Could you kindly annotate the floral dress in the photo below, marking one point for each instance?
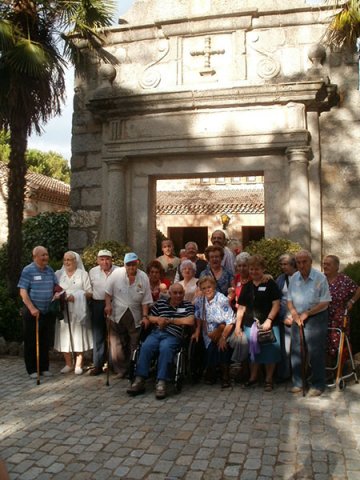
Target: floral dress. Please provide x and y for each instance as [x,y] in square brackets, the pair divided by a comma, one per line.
[341,290]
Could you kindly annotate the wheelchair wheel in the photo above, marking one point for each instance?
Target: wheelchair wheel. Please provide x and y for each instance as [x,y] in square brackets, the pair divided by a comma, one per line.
[178,384]
[132,366]
[180,368]
[341,385]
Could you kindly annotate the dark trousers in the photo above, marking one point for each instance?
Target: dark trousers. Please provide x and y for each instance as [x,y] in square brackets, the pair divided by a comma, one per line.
[124,337]
[315,333]
[215,357]
[29,326]
[99,332]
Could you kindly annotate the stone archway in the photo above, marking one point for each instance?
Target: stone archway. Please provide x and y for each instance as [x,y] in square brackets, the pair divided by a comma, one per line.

______________________________

Given problem
Convert the records above into a JSON list of strings, one string per line, omitting blank lines and any picture lines.

Response to the task
[
  "Could you kindly annotate the floral dress in the photo below, marking one point for each instance?",
  "Target: floral dress. Please provide x and y for each instance as [x,y] in square brackets, the pair divided by a comma, one per line.",
  "[341,290]",
  "Could you kindly annotate the wheelchair wheel in the photo above, marking one point for each instance?",
  "Target: wheelchair wheel. Please provide x and y for each instance as [x,y] in square brackets, the pair divided by a comma, one per line.",
  "[178,384]",
  "[132,366]",
  "[180,368]",
  "[341,385]",
  "Could you kindly annotate the dark trousers in the photo above, marking one point for each instance?",
  "Target: dark trousers. Please provide x and y for each instance as [x,y] in square brackets, the pair divided by a comma, one per line.",
  "[124,337]",
  "[315,333]",
  "[215,357]",
  "[29,326]",
  "[99,332]",
  "Could you kindly annotate the stone archway in the photo above, marking one point for each instance?",
  "Target: stone archway. Please provide x and y for each instance as [x,y] in square brackets, the pair divided by a comma, one per line."
]